■ Brano fornito
Per quanto riguarda il primo aspetto, occorre tenere presente che a lungo la questione della disoccupazione è stata declinata e studiata come una delle dimensioni della povertà (Pugliese 1993). Tuttavia, la situazione dei migranti in Veneto più che alla disoccupazione strutturale di intere comunità, come nel caso di Marienthal (Jahoda et al. 1986), contiene alcune analogie con quanto descritto da E. W. Bakke (1933), poiché la disoccupazione è intermittente oltre che essere anche femminile[1].

L’assottigliarsi del confine tra occupazione e disoccupazione amplifica il senso di precarietà percepito ormai da ampie parti della forza lavoro, non solo quella che svolge, quasi sempre suo malgrado, occupazioni discontinue. Per i migranti questo senso di insicurezza non è certo una novità poiché molti di essi già nel paese di origine hanno sofferto di percorsi lavorativi abborracciati. Ma questo pregresso non comporta certo un’indifferenza rispetto all’attuale situazione: l’emigrazione mirava infatti anche a una sistemazione lavorativa meno incerta. Per i lavoratori migranti intervistati il passaggio a forme di lavoro salariato più istituzionalizzato, grazie all’emigrazione, non mette quindi al riparo dalla precarietà. D’altra parte, per affrontare gli elevati costi della riproduzione quotidiana i lavoratori migranti devono porre in campo un’estrema disponibilità a cogliere le diverse opportunità lavorative. Si tratta di comportamenti che lasciano scarsa possibilità alla pianificazione dei propri percorsi non solo lavorativi, ma di vita.

■ Righe estratte
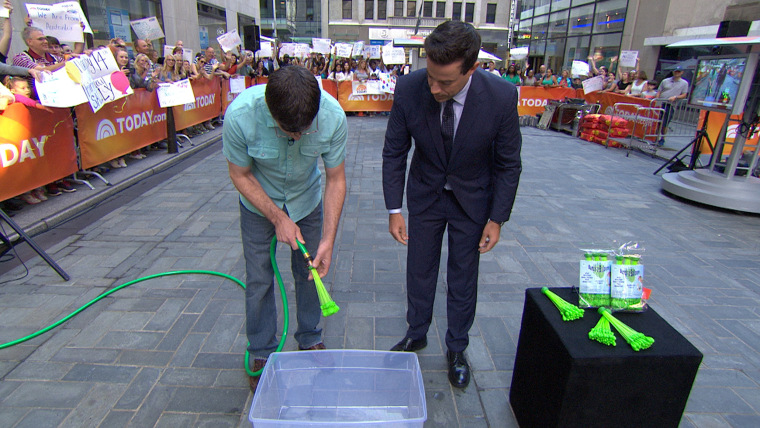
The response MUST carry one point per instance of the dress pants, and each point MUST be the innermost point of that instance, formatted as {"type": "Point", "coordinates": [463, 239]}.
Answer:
{"type": "Point", "coordinates": [423, 260]}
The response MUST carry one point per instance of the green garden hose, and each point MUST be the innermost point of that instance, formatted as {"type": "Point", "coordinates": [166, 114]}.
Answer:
{"type": "Point", "coordinates": [286, 314]}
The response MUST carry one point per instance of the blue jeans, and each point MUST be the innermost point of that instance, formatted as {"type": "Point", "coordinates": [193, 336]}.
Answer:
{"type": "Point", "coordinates": [260, 310]}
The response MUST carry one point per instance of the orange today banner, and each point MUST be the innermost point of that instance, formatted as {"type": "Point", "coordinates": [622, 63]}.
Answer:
{"type": "Point", "coordinates": [36, 148]}
{"type": "Point", "coordinates": [207, 105]}
{"type": "Point", "coordinates": [350, 102]}
{"type": "Point", "coordinates": [120, 127]}
{"type": "Point", "coordinates": [533, 99]}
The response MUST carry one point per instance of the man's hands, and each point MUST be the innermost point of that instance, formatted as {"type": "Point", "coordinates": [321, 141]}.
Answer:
{"type": "Point", "coordinates": [490, 237]}
{"type": "Point", "coordinates": [397, 227]}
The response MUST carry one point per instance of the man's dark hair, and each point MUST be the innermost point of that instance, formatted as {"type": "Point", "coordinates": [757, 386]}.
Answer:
{"type": "Point", "coordinates": [293, 95]}
{"type": "Point", "coordinates": [453, 41]}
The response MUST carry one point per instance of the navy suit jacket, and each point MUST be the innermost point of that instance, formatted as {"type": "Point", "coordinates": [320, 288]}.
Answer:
{"type": "Point", "coordinates": [485, 165]}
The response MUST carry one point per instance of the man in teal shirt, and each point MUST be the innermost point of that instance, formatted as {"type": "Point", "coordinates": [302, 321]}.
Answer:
{"type": "Point", "coordinates": [273, 136]}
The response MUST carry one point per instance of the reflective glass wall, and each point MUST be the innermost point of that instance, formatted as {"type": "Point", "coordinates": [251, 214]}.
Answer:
{"type": "Point", "coordinates": [557, 32]}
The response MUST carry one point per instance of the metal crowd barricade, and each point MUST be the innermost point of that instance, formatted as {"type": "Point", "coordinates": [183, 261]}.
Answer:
{"type": "Point", "coordinates": [683, 119]}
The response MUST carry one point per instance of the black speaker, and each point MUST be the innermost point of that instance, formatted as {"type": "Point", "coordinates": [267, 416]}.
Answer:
{"type": "Point", "coordinates": [251, 37]}
{"type": "Point", "coordinates": [733, 28]}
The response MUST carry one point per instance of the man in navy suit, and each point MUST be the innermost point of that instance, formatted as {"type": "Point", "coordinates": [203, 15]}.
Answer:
{"type": "Point", "coordinates": [463, 178]}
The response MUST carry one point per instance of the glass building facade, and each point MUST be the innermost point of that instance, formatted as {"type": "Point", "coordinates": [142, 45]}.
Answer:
{"type": "Point", "coordinates": [557, 32]}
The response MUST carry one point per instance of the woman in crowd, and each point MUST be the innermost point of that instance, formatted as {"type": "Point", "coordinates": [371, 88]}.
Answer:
{"type": "Point", "coordinates": [549, 80]}
{"type": "Point", "coordinates": [565, 81]}
{"type": "Point", "coordinates": [140, 76]}
{"type": "Point", "coordinates": [622, 86]}
{"type": "Point", "coordinates": [638, 86]}
{"type": "Point", "coordinates": [362, 72]}
{"type": "Point", "coordinates": [261, 71]}
{"type": "Point", "coordinates": [530, 79]}
{"type": "Point", "coordinates": [511, 75]}
{"type": "Point", "coordinates": [166, 74]}
{"type": "Point", "coordinates": [246, 66]}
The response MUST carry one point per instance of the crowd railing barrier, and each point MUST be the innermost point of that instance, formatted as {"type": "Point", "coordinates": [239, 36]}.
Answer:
{"type": "Point", "coordinates": [38, 147]}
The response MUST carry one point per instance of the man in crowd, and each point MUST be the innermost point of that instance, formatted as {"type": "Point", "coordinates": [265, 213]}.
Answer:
{"type": "Point", "coordinates": [463, 178]}
{"type": "Point", "coordinates": [273, 136]}
{"type": "Point", "coordinates": [671, 90]}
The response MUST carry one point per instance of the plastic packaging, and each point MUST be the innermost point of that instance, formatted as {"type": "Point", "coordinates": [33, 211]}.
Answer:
{"type": "Point", "coordinates": [594, 277]}
{"type": "Point", "coordinates": [627, 279]}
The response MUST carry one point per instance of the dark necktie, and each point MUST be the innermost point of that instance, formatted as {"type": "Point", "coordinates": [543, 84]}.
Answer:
{"type": "Point", "coordinates": [447, 127]}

■ Istruzioni
1 - Rispondi a queste domande sul brano sui migranti in Veneto:
(a) Come è stata a lungo declinata e studiata la questione della disoccupazione?
(b) Oltre che intermittente, com'è la disoccupazione dei migranti in Veneto?
(c) A che cosa mirava anche l'emigrazione?
2 - Traduci in inglese, per favore, questa frase del brano sui migranti in Veneto: "Per i migranti questo senso di insicurezza non è certo una novità poiché molti di essi già nel paese di origine hanno sofferto di percorsi lavorativi abborracciati."
3 - Prosegui il brano sui migranti in Veneto a partire dall'ultima frase riportata.
Per svolgere i compiti non occorre consultare le righe.

■ Risposte
1 -
(a) Come una delle dimensioni della povertà.
(b) È anche femminile.
(c) A una sistemazione lavorativa meno incerta.

2 - For migrants, this sense of insecurity is certainly nothing new, since many of them already suffered from makeshift work paths in their country of origin.

3 -
Il fenomeno dei lavoratori poveri è stato registrato e analizzato con maggiore attenzione negli Stati Uniti a partire dall’epoca reaganiana, mentre nei paesi dell’Ue si registrava un elevato tasso di disoccupati (Fox Piven 2004; Esping-Andersen 1999). In alcuni paesi dell’Ue, la centralità del legame tra la diffusione del lavoro temporaneo, l’erosione delle prestazioni di welfare e l’incremento dei lavoratori poveri inizia a essere più evidente a partire dalla seconda metà degli anni Novanta. L’aumento della povertà fra i lavoratori dipendenti e autonomi scompone la sovrapposizione tra povertà e disoccupazione e mostra il limite degli studi sull’esclusione sociale. In modo analogo, la crescita dei working poor smentisce le mistificazioni delle teorie individualiste sulla naturale inclinazione di alcuni individui alla povertà.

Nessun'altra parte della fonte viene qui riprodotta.